§ EXERCISE
Please copy the lines word for word, starting at the line that contains "like point(11, 266)." and stopping after the line that contains "point(526, 401)".

§ INPUT ROWS
+ + + +
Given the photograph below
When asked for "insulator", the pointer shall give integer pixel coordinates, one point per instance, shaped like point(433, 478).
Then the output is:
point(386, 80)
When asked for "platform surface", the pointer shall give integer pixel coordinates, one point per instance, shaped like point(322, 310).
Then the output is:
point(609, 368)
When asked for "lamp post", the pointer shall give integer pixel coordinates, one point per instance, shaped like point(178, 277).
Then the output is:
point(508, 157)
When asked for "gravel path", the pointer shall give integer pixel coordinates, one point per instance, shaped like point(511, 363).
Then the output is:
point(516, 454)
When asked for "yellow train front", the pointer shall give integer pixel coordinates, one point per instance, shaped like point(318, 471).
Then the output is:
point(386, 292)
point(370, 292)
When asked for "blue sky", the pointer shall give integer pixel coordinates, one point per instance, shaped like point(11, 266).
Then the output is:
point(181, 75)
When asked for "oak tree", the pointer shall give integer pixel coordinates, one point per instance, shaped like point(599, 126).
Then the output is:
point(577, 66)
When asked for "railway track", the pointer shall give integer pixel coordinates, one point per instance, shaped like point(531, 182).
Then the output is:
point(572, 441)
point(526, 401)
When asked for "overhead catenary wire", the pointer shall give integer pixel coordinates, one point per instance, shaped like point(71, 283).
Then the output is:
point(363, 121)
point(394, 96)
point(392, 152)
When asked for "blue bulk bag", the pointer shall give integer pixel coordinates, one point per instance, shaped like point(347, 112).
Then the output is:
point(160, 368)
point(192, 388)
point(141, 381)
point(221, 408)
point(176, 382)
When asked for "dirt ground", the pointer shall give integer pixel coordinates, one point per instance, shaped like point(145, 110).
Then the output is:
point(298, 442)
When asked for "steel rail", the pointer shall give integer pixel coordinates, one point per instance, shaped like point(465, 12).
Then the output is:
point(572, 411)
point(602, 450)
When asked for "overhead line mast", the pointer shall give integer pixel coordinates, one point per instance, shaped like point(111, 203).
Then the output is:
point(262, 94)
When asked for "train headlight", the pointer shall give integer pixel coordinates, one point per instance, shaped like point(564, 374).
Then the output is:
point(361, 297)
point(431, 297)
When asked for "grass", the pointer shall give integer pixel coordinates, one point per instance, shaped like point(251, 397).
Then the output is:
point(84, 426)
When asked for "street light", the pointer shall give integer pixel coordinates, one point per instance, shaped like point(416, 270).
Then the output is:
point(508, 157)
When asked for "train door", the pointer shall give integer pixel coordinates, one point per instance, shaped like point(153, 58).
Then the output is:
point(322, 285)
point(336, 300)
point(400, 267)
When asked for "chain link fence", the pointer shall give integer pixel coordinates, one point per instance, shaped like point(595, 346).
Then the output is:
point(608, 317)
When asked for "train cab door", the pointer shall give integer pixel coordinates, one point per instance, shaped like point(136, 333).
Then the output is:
+ + + +
§ RESULT OF THE EXERCISE
When asked for "blue sky", the pointer shall give integer pixel coordinates, one point per instance, shaped like point(11, 266).
Then the output is:
point(181, 75)
When asked for "oak tree", the pointer shall give integer pixel coordinates, one point per instance, shaped like point(599, 126).
Then the output is:
point(577, 66)
When asked for "railway track", the pointer shall give integer pixel coordinates, one point per instance, shaped like point(531, 182).
Then the output is:
point(572, 441)
point(526, 401)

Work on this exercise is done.